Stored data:

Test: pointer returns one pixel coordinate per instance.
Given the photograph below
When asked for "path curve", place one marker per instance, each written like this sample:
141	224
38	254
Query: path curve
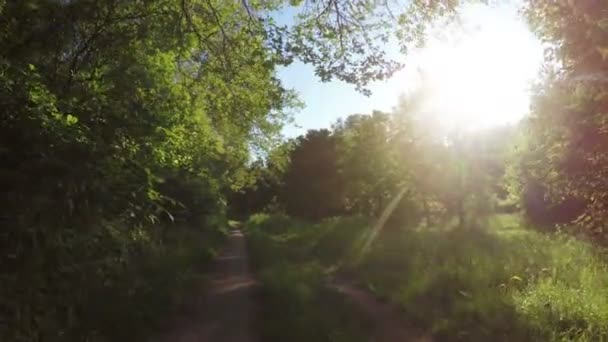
223	311
388	321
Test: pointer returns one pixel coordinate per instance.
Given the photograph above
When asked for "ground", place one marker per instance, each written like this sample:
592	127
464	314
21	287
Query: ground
222	312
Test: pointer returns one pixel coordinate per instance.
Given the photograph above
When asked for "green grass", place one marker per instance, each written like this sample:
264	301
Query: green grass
290	258
500	282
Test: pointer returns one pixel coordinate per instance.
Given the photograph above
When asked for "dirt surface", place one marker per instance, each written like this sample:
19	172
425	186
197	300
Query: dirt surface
389	325
222	312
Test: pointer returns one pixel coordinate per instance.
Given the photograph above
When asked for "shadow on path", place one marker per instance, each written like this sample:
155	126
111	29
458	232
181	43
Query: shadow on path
223	311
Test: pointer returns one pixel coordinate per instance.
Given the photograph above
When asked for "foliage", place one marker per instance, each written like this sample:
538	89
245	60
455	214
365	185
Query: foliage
564	161
289	257
503	283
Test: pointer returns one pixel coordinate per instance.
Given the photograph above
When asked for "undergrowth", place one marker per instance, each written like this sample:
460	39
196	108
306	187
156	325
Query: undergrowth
290	258
501	282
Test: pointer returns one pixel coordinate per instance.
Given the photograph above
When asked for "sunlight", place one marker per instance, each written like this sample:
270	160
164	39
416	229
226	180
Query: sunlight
478	75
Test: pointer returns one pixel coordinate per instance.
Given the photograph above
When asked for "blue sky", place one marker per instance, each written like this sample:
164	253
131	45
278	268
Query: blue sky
326	102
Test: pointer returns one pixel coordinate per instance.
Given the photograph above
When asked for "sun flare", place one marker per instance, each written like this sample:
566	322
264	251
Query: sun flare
478	75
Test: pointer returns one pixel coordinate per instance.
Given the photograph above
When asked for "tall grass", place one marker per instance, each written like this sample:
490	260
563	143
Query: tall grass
290	258
501	282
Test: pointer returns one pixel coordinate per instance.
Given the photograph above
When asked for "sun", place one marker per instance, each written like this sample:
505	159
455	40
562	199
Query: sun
478	74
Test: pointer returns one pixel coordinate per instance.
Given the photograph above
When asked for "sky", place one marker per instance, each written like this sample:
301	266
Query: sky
502	52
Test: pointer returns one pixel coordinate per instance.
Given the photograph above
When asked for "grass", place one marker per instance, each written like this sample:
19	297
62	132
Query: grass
290	258
499	282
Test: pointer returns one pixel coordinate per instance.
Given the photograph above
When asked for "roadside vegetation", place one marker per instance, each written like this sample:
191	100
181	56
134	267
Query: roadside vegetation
291	259
130	131
502	283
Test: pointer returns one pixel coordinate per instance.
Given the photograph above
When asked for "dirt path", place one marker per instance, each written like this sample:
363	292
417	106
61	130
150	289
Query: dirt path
388	321
223	312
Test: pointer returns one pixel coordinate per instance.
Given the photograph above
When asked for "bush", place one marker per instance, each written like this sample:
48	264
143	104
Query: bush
290	257
504	283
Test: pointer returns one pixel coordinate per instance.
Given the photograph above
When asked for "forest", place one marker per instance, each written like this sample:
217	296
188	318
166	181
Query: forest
139	138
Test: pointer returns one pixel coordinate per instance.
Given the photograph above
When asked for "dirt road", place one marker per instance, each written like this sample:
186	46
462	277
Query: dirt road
223	311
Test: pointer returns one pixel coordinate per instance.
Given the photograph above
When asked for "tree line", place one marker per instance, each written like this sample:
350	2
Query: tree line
127	123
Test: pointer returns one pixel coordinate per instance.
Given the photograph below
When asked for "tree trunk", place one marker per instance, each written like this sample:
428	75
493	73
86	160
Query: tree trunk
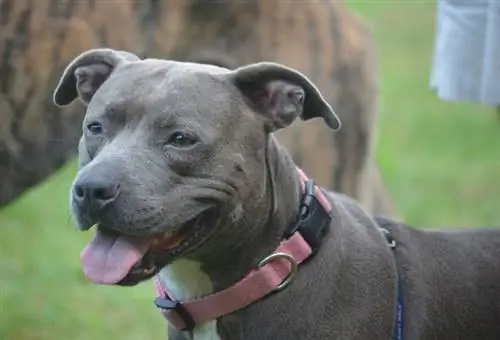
324	40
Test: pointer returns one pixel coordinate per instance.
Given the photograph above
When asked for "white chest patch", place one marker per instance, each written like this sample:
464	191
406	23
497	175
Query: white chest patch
185	280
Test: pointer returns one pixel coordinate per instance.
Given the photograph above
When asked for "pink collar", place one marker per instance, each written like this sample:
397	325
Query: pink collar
272	274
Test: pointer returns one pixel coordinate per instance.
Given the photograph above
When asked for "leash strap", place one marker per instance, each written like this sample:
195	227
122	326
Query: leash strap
400	312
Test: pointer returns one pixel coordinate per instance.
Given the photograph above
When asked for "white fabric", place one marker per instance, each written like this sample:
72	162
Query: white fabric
466	65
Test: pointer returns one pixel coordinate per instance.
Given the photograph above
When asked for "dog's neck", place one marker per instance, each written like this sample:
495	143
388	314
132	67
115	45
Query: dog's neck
261	230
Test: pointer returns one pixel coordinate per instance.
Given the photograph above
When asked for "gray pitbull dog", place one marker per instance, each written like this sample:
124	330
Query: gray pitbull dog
181	174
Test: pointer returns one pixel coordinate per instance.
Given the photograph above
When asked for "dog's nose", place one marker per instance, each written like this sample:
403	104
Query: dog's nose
95	192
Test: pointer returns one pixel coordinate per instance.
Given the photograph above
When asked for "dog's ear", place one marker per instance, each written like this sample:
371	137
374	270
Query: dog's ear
282	94
87	72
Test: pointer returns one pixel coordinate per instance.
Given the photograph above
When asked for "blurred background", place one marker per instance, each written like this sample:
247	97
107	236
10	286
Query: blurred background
439	161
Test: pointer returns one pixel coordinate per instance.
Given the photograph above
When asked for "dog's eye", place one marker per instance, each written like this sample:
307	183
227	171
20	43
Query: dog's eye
94	128
180	139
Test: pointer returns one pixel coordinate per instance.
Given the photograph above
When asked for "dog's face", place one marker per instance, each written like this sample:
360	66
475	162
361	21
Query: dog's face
170	151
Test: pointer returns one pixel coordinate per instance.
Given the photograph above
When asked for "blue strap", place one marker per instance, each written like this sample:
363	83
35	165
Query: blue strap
400	313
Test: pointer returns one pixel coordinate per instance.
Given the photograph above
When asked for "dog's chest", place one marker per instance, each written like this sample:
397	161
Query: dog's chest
185	280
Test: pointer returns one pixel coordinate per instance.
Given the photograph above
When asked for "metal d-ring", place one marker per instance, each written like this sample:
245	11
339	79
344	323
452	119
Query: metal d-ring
293	270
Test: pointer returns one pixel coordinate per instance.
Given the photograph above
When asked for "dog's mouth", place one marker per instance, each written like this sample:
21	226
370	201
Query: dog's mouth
115	258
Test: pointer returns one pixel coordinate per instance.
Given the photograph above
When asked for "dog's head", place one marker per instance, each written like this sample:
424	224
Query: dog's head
169	149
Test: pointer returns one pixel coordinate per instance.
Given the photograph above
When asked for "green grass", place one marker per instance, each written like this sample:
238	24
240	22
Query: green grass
441	162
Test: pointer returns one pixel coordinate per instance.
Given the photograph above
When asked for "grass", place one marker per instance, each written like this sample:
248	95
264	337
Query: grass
441	162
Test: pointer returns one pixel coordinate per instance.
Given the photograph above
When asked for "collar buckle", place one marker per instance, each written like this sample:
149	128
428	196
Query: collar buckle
178	308
313	220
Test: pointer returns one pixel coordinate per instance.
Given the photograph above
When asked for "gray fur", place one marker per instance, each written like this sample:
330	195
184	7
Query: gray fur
451	280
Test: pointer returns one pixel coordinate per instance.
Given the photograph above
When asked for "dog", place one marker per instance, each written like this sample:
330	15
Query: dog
181	174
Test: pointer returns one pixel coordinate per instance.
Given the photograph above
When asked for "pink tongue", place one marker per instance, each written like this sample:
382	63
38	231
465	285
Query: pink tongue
108	258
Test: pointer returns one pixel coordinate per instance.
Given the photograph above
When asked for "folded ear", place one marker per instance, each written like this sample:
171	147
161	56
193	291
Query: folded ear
282	94
87	72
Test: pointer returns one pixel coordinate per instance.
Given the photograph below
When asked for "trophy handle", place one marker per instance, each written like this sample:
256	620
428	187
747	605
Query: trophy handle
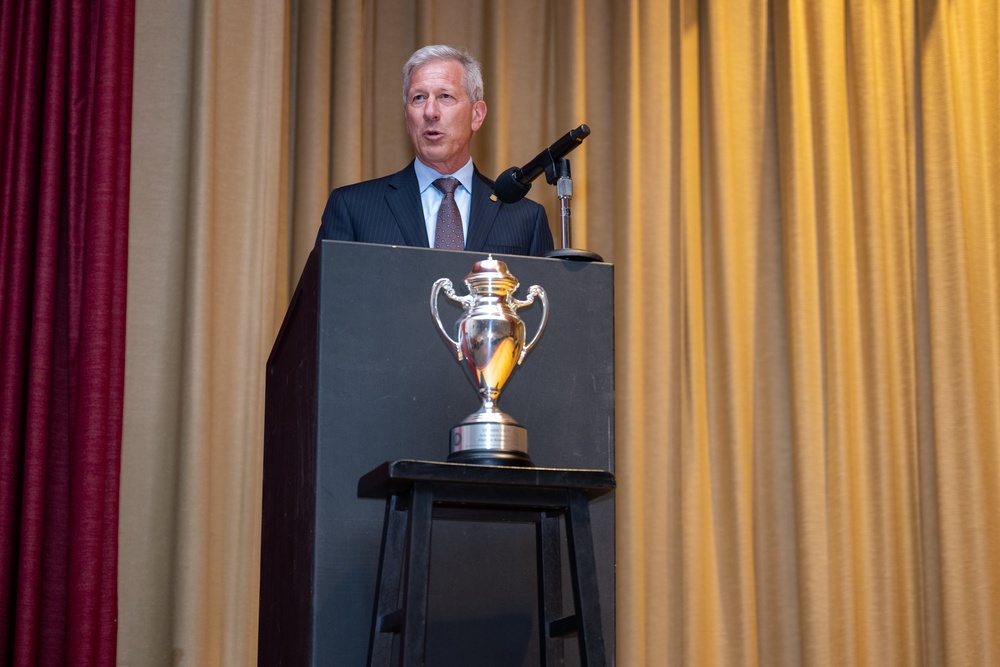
534	291
445	284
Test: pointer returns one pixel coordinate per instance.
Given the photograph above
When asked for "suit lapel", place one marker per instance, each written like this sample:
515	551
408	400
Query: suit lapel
403	199
483	215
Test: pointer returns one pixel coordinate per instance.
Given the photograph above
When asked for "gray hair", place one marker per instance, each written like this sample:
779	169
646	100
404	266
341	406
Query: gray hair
473	70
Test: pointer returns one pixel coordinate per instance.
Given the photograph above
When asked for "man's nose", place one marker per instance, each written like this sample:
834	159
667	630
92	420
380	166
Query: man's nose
431	111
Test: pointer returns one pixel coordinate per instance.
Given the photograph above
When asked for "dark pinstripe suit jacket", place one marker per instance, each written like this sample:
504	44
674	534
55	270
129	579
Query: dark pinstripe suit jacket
387	210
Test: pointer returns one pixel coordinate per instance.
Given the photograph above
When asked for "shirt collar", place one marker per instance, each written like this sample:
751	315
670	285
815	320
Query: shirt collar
426	176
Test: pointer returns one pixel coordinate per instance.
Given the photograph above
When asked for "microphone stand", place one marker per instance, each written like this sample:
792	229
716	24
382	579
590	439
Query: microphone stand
558	173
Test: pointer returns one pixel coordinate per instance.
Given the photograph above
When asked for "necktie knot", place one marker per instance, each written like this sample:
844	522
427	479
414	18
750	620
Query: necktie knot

(Directions): Count how many lines of the entries include the string "knot". The number is the entire answer.

(Solution to this exercise): 2